> Your instructions: Revise the nonprofit governance guidance from the words "Nonprofit Governance" through the words "no statutory members.", and write that part out again with "bylaws" replaced by "by-laws".

> Document:
━━━━━━
Nonprofit Governance

Use this skill when the task is about nonprofit bylaws, governance structure, or adapting governance language from local reference documents.

When To Use

  • Use this skill when drafting or revising nonprofit bylaws, articles-adjacent governance language, or internal governance policies.
  • Use this skill when reviewing board powers, officer roles, meeting procedures, quorum, vacancies, removal, or amendment provisions for a nonprofit.
  • Use this skill when the user wants language grounded in the Illinois not-for-profit framework or in the local sample bylaws stored in this repository.
  • Use this skill when deciding whether the organization should be member-governed or board-governed with no statutory members.

Scope

This skill is a local drafting and review aid, not a substitute for legal advice.

  • Prefer the local reference materials over memory when the user wants citation-backed drafting or comparison.
  • Treat the Illinois statute excerpt as the controlling local legal reference among the files in this folder.
  • Treat the sample bylaws as models to adapt, not boilerplate to copy blindly.

References

  • references/805-ILCS-105.md: excerpted Illinois General Not For Profit Corporation Act provisions focused on members, meetings, voting, proxies, quorum, records, and related governance mechanics.
━━━━━━
> Entries shown:
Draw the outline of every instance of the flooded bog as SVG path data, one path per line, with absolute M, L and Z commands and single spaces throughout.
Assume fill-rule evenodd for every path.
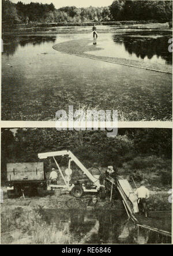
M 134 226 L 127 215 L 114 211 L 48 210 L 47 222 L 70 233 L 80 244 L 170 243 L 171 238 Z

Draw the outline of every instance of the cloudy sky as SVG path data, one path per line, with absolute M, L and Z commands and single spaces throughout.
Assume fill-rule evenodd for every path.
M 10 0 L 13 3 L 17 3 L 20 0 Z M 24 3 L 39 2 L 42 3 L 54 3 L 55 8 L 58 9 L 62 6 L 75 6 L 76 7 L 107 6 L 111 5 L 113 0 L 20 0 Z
━━━━━━
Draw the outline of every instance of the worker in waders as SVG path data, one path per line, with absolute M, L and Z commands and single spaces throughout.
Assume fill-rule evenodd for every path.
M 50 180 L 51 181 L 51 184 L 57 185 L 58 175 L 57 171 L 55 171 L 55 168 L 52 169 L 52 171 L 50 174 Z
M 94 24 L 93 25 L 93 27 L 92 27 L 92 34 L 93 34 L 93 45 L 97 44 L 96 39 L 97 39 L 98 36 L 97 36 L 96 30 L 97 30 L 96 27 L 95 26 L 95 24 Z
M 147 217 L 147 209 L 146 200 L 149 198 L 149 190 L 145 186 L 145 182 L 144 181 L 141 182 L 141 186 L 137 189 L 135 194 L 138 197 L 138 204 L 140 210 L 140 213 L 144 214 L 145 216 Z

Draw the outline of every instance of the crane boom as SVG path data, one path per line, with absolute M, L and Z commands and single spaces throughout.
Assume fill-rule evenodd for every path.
━━━━━━
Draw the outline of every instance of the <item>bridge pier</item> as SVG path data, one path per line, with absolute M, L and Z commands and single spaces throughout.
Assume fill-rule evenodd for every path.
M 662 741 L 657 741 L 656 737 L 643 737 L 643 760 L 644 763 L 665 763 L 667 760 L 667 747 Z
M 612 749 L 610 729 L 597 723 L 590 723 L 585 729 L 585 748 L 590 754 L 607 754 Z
━━━━━━
> Full response:
Nonprofit Governance

Use this skill when the task is about nonprofit by-laws, governance structure, or adapting governance language from local reference documents.

When To Use

  • Use this skill when drafting or revising nonprofit by-laws, articles-adjacent governance language, or internal governance policies.
  • Use this skill when reviewing board powers, officer roles, meeting procedures, quorum, vacancies, removal, or amendment provisions for a nonprofit.
  • Use this skill when the user wants language grounded in the Illinois not-for-profit framework or in the local sample by-laws stored in this repository.
  • Use this skill when deciding whether the organization should be member-governed or board-governed with no statutory members.